* Extract
— BEGIN —

The annual event will celebrate the projects that students had embarked on in their field of study while working independently with a faculty mentor. Undergraduates who participated in the Summer Undergraduate Research Fellowship, Provost’s Undergraduate Research Scholarship Program and the Student Training and Research Program are among the many participants to display their work.
The celebration will open with the display and viewing of student research posters. Welcoming remarks will be given by Senior Vice President for Academic Affairs John Antel and Associate Dean of Undergraduate Research and the Honors College Stuart Long. A selected group of students and faculty mentors will be honored with awards at the event.
Research at the University has given many students the opportunity to achieve their aspirations early on in their academic careers. Over the past year, undergraduate researchers such as Erica Fletcher and Matthew Reichl let research help them thrive.

— END —

* What you need to do
Continue the passage about the undergraduate research celebration from the point where it stops.

* Given information
— BEGIN —

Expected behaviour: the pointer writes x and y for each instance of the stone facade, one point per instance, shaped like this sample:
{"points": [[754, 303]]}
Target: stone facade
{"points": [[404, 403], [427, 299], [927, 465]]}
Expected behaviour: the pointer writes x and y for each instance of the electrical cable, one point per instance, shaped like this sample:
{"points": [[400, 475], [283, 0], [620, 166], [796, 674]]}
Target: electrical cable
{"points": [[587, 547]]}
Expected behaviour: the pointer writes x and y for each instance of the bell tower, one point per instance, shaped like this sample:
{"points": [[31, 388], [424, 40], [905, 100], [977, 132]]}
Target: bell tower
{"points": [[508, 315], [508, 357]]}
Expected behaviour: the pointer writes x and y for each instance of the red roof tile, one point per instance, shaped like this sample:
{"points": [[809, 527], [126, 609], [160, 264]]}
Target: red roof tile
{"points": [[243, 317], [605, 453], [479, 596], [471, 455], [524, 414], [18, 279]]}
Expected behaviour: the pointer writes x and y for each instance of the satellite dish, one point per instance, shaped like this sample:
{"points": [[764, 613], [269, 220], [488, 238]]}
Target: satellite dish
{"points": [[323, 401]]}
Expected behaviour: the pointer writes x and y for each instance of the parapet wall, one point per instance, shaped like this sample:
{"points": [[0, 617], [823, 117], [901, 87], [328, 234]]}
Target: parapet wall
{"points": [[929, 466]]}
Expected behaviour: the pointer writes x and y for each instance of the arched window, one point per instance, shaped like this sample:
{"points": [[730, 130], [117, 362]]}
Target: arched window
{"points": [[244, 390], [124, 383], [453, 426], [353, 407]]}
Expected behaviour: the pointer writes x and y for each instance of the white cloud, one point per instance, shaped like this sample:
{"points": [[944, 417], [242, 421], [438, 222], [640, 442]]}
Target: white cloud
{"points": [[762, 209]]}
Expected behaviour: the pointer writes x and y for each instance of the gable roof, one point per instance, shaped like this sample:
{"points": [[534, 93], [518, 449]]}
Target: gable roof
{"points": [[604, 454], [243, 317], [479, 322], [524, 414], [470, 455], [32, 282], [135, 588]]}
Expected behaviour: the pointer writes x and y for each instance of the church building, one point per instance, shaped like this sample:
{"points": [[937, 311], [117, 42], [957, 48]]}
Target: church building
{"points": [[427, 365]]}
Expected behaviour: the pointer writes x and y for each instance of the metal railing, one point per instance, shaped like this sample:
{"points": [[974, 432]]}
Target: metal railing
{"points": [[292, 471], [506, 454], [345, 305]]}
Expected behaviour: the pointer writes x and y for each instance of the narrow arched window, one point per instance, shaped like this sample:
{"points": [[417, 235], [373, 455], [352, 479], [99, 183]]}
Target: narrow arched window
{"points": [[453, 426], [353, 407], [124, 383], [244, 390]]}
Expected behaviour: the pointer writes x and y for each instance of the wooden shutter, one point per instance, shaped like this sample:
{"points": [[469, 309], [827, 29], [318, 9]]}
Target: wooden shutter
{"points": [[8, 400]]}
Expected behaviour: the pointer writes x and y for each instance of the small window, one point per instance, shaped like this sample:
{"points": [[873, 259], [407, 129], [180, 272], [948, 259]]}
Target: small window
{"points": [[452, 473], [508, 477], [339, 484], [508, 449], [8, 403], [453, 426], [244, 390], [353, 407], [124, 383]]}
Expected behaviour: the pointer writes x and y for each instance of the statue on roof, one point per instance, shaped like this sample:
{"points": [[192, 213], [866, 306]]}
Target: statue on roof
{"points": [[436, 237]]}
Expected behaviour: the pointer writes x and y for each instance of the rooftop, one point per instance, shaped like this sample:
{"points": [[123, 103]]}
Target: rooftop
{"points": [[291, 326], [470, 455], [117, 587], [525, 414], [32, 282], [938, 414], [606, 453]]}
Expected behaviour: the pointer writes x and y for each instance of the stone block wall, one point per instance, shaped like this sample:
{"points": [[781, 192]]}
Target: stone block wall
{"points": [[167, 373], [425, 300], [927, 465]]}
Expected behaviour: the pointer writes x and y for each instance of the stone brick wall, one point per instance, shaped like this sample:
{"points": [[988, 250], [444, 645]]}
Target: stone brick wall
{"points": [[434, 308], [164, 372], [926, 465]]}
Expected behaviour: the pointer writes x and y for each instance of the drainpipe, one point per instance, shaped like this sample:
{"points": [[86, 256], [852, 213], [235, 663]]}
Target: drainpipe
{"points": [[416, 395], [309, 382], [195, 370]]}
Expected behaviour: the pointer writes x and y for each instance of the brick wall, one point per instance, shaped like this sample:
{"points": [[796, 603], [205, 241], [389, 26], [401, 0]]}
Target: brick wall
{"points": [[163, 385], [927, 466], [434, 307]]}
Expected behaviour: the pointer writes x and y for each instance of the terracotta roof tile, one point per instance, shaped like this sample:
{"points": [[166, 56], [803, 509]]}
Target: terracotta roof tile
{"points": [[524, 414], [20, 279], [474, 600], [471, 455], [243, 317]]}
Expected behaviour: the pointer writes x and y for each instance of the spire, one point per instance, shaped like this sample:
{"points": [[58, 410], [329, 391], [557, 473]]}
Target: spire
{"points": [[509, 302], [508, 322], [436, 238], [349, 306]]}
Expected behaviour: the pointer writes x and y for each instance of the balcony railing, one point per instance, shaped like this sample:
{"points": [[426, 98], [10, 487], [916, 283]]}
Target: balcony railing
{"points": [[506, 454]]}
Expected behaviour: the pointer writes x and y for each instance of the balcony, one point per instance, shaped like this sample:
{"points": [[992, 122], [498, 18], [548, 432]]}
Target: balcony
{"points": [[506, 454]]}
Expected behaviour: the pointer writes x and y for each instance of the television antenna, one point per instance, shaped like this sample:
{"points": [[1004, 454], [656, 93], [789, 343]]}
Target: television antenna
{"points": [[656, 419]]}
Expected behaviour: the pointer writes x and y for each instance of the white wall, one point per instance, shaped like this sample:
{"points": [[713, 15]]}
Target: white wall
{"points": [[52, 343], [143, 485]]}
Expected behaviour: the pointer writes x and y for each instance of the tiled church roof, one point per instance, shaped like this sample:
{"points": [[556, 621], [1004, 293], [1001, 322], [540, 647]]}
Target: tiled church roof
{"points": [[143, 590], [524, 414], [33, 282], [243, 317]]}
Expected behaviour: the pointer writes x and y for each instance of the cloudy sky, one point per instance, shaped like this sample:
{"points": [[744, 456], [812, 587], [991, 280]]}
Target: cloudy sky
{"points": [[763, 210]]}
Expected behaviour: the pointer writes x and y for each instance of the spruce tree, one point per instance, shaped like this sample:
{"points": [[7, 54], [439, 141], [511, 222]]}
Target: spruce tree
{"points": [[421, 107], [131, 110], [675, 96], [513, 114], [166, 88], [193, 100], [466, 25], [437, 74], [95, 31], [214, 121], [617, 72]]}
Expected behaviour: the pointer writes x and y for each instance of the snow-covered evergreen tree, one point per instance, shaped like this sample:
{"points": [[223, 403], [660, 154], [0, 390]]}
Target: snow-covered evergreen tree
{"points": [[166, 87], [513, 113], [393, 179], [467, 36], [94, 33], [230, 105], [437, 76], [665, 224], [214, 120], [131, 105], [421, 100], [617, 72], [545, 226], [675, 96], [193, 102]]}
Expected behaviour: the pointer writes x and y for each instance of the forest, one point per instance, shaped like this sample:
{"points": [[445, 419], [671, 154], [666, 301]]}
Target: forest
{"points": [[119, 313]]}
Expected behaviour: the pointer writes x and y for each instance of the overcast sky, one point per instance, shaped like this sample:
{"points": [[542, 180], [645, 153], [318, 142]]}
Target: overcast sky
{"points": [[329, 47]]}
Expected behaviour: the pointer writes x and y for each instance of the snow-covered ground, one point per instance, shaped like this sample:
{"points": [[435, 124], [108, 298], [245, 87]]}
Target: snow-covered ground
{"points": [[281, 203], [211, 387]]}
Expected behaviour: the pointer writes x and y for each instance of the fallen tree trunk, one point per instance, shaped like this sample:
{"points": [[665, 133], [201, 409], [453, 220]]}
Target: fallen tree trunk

— END —

* Task response
Fletcher had raised awareness after she produced her documentary titled “Marianismo,” which focuses on the lives of Latina women affected with HIV/AIDS. Reichl attained national recognition among the top science undergraduates as the winner of the 2010 Goldwater Scholarship.
Undergraduate students are encouraged to take advantage of the research programs offered by the Office of Undergraduate Research and the Honors College.
“Students will be able to know one on one what research is in their field,” Weber said. “This is one of the best ways to know what it will be like. It lets you work independently and allows you the freedom to guide your own projects.”